--- TEXT ---
The CPU usage of the cgroup is relatively low at around 55%, but this usage
doesn't increase, even with more netperf tasks. The reason is that CPU0 is
at 100% utilization, as confirmed by mpstat:

02:56:22 PM CPU %usr %nice %sys %iowait %irq %soft %steal %guest %gnice %idle
02:56:23 PM 0 0.99 0.00 55.45 0.00 0.99 42.57 0.00 0.00 0.00 0.00

02:56:23 PM CPU %usr %nice %sys %iowait %irq %soft %steal %guest %gnice %idle
02:56:24 PM 0 2.00 0.00 55.00 0.00 0.00 43.00 0.00 0.00 0.00 0.00

This behavior is unexpected. We should account for IRQ time to the cgroup
to reflect the pressure the group is under.

After a thorough analysis, I discovered that this change in behavior is due
to commit 305e6835e055 ("sched: Do not account irq time to current task"),
which altered whether IRQ time should be charged to the interrupted task.
While I agree that a task should not be penalized by random interrupts, the
task itself cannot progress while interrupted. Therefore, the interrupted
time should be reported to the user.

The system metric in cpuacct.stat is crucial in indicating whether a
container is under heavy system pressure, including IRQ/softirq activity.
Hence, IRQ/softirq time should be accounted for in the cpuacct system
usage, which also applies to cgroup2’s rstat.

This patch reintroduces IRQ/softirq accounting to cgroups.

Signed-off-by: Yafang Shao <laoar.shao@xxxxxxxxx>
---
kernel/sched/core.c | 39 +++++++++++++++++++++++++++++++++++++--
kernel/sched/psi.c | 15 +++------------
kernel/sched/stats.h | 7 ++++---
3 files changed, 44 insertions(+), 17 deletions(-)

diff --git a/kernel/sched/core.c b/kernel/sched/core.c
index 8b633a14a60f..533e015f8777 100644
--- a/kernel/sched/core.c
+++ b/kernel/sched/core.c
@@ -5587,7 +5587,24 @@ void sched_tick(void)

--- PROBLEM SET ---
A. Which commit does the IRQ accounting patch identify as the cause of the change in behavior?
B. Pick up the IRQ accounting patch text from the point where it stops and continue it.
The data that comes next plays no part in this work.

--- Point labeling dataset excerpts ---
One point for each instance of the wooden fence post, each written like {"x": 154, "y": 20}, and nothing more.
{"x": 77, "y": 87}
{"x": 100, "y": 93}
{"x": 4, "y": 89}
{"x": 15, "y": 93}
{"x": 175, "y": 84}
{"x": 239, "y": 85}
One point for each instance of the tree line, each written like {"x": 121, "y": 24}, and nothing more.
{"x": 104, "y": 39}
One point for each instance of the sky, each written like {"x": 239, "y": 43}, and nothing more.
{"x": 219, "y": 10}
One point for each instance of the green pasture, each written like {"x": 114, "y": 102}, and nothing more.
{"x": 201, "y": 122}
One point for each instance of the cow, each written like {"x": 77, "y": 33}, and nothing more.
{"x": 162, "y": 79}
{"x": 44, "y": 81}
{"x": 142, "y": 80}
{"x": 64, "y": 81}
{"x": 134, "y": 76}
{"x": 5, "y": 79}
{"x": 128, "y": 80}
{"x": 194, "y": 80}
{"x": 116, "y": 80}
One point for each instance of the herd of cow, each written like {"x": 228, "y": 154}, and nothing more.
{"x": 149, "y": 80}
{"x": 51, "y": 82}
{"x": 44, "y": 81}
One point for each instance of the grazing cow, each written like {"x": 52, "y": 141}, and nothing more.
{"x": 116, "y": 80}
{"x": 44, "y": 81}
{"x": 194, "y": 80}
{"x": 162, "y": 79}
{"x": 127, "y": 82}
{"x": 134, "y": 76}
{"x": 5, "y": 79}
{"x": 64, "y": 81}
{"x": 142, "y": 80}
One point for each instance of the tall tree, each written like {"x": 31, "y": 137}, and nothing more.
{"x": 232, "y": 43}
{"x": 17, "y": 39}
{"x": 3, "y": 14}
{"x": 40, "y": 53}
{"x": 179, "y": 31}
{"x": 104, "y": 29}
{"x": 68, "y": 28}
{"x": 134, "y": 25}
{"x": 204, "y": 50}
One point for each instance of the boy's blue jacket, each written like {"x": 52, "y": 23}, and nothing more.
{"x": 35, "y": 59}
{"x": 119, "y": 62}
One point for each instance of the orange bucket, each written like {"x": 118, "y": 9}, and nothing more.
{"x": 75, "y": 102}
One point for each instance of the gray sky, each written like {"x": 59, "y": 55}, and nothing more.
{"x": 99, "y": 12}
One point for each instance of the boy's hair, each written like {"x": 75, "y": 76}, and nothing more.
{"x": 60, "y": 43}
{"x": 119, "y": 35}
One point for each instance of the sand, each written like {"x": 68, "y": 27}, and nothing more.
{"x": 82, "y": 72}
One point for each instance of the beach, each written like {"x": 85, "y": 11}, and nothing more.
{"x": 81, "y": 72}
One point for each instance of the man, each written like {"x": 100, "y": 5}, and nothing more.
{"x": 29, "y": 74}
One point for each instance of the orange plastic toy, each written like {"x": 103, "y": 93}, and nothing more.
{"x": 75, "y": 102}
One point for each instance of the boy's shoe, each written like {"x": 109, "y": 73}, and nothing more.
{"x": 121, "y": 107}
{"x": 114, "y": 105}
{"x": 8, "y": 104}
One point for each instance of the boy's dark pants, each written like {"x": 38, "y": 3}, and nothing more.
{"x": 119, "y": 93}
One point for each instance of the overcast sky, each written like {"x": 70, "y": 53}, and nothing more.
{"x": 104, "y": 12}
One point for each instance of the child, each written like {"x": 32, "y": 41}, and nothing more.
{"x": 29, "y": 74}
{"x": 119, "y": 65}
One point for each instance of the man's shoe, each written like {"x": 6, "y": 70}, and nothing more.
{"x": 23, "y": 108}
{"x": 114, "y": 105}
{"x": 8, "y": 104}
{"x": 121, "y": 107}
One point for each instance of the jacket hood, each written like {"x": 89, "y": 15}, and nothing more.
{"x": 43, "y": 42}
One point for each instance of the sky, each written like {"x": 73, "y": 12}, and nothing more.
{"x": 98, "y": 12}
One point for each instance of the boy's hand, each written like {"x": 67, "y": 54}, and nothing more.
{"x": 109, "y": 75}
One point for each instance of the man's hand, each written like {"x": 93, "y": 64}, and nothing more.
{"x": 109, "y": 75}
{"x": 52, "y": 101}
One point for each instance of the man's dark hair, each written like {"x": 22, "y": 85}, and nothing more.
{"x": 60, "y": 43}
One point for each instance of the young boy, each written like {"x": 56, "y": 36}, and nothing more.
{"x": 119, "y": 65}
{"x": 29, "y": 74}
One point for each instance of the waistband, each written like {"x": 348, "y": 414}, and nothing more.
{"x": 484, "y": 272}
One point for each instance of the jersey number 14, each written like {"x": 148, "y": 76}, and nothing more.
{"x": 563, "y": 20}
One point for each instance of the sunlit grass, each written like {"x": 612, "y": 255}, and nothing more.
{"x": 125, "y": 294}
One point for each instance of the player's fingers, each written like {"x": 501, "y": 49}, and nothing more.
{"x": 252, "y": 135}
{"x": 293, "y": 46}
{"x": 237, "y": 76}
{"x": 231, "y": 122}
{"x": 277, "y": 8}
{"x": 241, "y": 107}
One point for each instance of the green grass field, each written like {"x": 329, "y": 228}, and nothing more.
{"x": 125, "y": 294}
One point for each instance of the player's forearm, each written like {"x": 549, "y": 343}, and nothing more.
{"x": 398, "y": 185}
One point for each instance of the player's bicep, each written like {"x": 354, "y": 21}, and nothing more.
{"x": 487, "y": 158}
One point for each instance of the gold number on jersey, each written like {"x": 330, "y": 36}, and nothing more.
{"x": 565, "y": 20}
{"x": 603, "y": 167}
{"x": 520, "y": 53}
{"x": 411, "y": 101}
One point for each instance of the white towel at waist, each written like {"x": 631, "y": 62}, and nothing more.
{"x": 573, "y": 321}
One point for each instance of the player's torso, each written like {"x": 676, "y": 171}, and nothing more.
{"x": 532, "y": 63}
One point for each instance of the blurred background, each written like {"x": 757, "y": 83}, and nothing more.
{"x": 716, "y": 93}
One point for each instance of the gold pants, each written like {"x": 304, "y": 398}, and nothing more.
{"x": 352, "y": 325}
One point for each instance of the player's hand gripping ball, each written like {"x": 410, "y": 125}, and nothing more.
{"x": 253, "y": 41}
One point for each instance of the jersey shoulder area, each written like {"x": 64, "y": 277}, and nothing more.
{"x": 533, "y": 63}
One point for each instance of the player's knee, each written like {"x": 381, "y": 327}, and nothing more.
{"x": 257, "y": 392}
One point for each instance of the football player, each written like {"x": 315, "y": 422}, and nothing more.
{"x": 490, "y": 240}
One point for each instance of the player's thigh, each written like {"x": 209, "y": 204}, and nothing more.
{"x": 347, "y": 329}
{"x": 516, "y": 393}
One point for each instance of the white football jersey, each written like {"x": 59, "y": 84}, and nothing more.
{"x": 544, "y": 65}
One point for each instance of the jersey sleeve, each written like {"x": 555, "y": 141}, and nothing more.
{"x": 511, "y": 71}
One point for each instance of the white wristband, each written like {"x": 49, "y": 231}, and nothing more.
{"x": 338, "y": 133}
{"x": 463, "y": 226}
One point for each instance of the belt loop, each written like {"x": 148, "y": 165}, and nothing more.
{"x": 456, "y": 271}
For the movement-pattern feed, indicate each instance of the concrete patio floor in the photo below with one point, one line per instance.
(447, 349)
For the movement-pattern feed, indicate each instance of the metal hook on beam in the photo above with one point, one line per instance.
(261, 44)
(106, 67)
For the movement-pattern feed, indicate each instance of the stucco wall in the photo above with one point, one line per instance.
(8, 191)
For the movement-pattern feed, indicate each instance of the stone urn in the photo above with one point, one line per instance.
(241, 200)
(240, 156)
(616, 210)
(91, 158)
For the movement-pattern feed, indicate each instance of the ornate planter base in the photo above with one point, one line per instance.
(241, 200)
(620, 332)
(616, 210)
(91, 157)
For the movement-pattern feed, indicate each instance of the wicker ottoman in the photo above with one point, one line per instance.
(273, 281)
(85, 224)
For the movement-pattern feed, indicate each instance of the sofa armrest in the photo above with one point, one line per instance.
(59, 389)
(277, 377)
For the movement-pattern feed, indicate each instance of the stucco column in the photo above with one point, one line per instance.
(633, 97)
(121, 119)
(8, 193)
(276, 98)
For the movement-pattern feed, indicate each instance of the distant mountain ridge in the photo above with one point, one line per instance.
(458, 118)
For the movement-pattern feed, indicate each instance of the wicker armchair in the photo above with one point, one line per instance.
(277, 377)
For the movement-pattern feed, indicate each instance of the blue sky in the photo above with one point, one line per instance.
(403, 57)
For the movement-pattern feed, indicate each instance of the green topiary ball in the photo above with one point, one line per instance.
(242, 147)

--- TASK-BY-TASK RESULTS ---
A. Commit 305e6835e055 ("sched: Do not account irq time to current task").

B.
rq_lock(rq, &rf);

curr = rq->curr;
- psi_account_irqtime(rq, curr, NULL);
+
+#ifdef CONFIG_IRQ_TIME_ACCOUNTING
+ if (static_branch_likely(&sched_clock_irqtime)) {
+ u64 now, irq;
+ s64 delta;
+
+ now = cpu_clock(cpu);
+ irq = irq_time_read(cpu);
+ delta = (s64)(irq - rq->psi_irq_time);
+ if (delta > 0) {
+ rq->psi_irq_time = irq;
+ psi_account_irqtime(rq, curr, NULL, now, delta);
+ cgroup_account_cputime(curr, delta);
+ /* We account both softirq and irq into softirq */
+ cgroup_account_cputime_field(curr, CPUTIME_SOFTIRQ, delta);
+ }
+ }
+#endif

update_rq_clock(rq);
hw_pressure = arch_scale_hw_pressure(cpu_of(rq));
@@ -6667,7 +6684,25 @@ static void __sched notrace __schedule(int sched_mode)
++*switch_count;

migrate_disable_switch(rq, prev);
- psi_account_irqtime(rq, prev, next);
+
+#ifdef CONFIG_IRQ_TIME_ACCOUNTING
+ if (static_branch_likely(&sched_clock_irqtime)) {
+ u64 now, irq;
+ s64 delta;
+
+ now = cpu_clock(cpu);
+ irq = irq_time_read(cpu);
+ delta = (s64)(irq - rq->psi_irq_time);
+ if (delta > 0) {
+ rq->psi_irq_time = irq;
+ psi_account_irqtime(rq, prev, next, now, delta);
+ cgroup_account_cputime(prev, delta);
+ /* We account both softirq and irq into softirq */
+ cgroup_account_cputime_field(prev, CPUTIME_SOFTIRQ, delta);
+ }
+ }
+#endif
+
psi_sched_switch(prev, next, !task_on_rq_queued(prev));

trace_sched_switch(preempt, prev, next, prev_state);
diff --git a/kernel/sched/psi.c b/kernel/sched/psi.c
index 49d9c75be0c8..ffa8aa372fbd 100644
--- a/kernel/sched/psi.c
+++ b/kernel/sched/psi.c
@@ -992,16 +992,14 @@ void psi_task_switch(struct task_struct *prev, struct task_struct *next,
}

#ifdef CONFIG_IRQ_TIME_ACCOUNTING
-void psi_account_irqtime(struct rq *rq, struct task_struct *curr, struct task_struct *prev)
+void psi_account_irqtime(struct rq *rq, struct task_struct *curr, struct task_struct *prev,
+ u64 now, s64 delta)
{
int cpu = task_cpu(curr);
struct psi_group *group;
struct psi_group_cpu *groupc;
- u64 now, irq;
- s64 delta;

- if (static_branch_likely(&psi_disabled) ||
- !static_branch_likely(&sched_clock_irqtime))
+ if (static_branch_likely(&psi_disabled))
return;

if (!curr->pid)
@@ -1012,13 +1010,6 @@ void psi_account_irqtime(struct rq *rq, struct task_struct *curr, struct task_st
if (prev && task_psi_group(prev) == group)
return;

- now = cpu_clock(cpu);
- irq = irq_time_read(cpu);
- delta = (s64)(irq - rq->psi_irq_time);
- if (delta < 0)
- return;
- rq->psi_irq_time = irq;
-
do {
if (!group->enabled)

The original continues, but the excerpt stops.